In reality, it's up to shareholders or the board itself to remove board members, and that may take a while. CA does not have a staggered board and an alternate slate has not been proposed for the company's upcoming board meeting in August. CA press officer Shannon Lapierre says the company expects all board members to stand for re-election this year.

New CA chief operating officer Jeff Clarke defends the board, saying it has added three independent directors in the past six months and has worked to help the government as it continues its probe. A majority of the board members did serve before 2004, but only long-termers Russell Artz, CA's co-founder and manager of the company's product business units, and former U.S. Sen. Alfonse D'Amato, were at CA during the years when backdating occurred.

"It's important that we recognize that many members of the board were not at CA at the time of the scandal, and have been pivotal in cooperation," he says. "They worked incredibly hard."

But one of CA's new independent directors, Laura Unger, a former acting chairwoman of the U.S. Securities and Exchange Commission and past counsel to the U.S. Senate Committee on Banking, Housing and Urban Affairs, a committee D'Amato chaired, has already withdrawn from the board's special litigation committee in April, after Wyly's attorneys criticized her ties to D'Amato. The committee was recently formed to contend with lawsuits from Wyly and others.

*Record extracts*:
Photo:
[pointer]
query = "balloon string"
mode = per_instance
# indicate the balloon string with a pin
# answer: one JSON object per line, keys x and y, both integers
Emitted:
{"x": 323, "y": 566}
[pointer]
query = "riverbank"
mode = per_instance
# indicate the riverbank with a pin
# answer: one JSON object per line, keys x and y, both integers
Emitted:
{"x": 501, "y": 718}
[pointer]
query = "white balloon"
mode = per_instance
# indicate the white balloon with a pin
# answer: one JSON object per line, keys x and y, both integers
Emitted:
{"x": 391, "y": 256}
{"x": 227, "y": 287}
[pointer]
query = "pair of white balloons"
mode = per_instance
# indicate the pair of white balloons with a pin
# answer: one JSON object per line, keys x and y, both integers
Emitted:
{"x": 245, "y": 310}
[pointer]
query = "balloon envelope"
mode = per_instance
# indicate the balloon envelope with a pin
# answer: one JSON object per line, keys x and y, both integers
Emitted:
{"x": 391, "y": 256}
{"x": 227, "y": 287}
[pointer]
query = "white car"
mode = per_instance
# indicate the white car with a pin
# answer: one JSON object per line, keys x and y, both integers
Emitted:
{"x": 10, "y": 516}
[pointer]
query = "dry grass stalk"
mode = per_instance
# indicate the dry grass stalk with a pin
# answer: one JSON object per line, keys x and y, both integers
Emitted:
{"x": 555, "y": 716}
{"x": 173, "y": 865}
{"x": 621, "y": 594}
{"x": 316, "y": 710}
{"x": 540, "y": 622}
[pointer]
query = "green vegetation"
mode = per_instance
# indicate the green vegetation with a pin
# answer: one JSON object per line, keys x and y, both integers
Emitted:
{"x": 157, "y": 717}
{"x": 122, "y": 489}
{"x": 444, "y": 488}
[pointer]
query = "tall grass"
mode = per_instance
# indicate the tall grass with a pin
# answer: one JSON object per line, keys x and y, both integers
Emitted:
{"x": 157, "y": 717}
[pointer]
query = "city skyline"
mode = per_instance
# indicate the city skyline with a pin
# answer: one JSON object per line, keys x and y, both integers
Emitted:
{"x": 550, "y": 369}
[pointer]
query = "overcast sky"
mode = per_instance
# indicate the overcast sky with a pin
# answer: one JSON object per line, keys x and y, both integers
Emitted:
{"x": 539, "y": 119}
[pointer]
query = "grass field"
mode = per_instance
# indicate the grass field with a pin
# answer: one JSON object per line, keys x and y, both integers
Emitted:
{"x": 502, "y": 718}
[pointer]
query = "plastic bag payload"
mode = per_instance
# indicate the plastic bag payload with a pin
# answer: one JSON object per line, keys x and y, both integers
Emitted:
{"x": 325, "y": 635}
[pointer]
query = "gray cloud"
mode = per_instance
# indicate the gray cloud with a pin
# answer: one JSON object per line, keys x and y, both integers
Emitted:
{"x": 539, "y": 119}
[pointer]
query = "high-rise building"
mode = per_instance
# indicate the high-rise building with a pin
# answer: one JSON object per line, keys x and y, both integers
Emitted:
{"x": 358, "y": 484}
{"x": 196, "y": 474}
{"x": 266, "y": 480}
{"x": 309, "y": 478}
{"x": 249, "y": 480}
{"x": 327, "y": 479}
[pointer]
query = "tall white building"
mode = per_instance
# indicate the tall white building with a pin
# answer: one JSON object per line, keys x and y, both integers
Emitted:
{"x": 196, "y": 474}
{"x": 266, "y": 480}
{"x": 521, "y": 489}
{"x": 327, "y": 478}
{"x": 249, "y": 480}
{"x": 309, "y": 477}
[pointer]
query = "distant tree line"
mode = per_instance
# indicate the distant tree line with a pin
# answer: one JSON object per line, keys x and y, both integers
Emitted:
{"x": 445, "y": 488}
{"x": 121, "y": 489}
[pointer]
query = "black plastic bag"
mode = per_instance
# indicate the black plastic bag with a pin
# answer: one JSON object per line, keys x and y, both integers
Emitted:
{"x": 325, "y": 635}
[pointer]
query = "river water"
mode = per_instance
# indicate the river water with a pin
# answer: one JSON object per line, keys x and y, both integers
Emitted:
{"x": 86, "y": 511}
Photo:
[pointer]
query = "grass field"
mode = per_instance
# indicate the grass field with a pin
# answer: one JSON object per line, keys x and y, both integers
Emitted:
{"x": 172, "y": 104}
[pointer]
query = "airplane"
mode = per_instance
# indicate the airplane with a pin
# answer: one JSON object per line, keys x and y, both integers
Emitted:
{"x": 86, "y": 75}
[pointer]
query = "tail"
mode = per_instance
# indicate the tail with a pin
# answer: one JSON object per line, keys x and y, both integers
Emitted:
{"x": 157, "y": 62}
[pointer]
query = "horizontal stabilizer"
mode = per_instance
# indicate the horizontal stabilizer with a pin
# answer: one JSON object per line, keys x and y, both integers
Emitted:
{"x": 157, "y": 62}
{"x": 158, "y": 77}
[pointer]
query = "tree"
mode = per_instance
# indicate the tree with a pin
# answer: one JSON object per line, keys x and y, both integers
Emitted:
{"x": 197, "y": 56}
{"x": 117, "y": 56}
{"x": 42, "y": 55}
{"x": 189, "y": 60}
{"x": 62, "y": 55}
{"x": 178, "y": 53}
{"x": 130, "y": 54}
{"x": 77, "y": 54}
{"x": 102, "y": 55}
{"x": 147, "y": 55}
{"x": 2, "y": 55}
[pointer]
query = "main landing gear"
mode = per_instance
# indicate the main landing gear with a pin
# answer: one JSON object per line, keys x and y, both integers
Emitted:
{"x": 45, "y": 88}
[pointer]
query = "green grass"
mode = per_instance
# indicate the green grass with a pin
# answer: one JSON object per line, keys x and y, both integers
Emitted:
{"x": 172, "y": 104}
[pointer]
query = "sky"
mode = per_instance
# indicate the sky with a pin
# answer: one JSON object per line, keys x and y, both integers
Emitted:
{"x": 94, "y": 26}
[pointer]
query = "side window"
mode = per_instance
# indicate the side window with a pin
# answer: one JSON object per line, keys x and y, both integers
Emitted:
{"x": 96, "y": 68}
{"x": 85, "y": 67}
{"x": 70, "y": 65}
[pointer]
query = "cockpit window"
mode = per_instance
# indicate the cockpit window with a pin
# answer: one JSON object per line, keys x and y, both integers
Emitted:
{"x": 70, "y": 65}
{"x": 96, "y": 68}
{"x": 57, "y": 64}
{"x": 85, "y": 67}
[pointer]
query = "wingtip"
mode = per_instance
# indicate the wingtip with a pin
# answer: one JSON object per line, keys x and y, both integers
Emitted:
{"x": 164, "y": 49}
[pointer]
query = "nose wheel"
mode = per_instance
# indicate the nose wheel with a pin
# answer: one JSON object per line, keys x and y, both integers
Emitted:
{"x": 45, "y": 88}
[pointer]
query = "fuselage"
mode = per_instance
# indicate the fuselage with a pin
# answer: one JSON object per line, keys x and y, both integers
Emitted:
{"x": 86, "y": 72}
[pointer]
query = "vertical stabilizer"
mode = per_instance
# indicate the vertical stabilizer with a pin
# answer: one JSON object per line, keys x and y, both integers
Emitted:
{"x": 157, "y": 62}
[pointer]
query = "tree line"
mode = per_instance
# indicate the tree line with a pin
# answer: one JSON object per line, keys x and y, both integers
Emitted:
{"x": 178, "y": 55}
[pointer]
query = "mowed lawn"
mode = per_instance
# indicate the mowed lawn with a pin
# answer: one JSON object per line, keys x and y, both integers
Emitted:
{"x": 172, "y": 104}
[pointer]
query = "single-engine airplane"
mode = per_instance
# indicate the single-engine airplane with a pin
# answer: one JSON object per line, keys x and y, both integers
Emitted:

*Direction 1*:
From the passage about CA's board, write out the part starting at "New CA chief" and ending at "when backdating occurred.".
*Direction 2*:
Using the passage about CA's board, say yes or no to whether each statement agrees with it, and quote the words that settle each one: (a) CA has a staggered board. (b) The board has added three independent directors in the past six months. (c) Laura Unger stayed on the board's special litigation committee.

*Answer 1*:
New CA chief operating officer Jeff Clarke defends the board, saying it has added three independent directors in the past six months and has worked to help the government as it continues its probe. A majority of the board members did serve before 2004, but only long-termers Russell Artz, CA's co-founder and manager of the company's product business units, and former U.S. Sen. Alfonse D'Amato, were at CA during the years when backdating occurred.

*Answer 2*:
(a) No: "CA does not have a staggered board"
(b) Yes: "it has added three independent directors in the past six months"
(c) No: "has already withdrawn from the board's special litigation committee in April"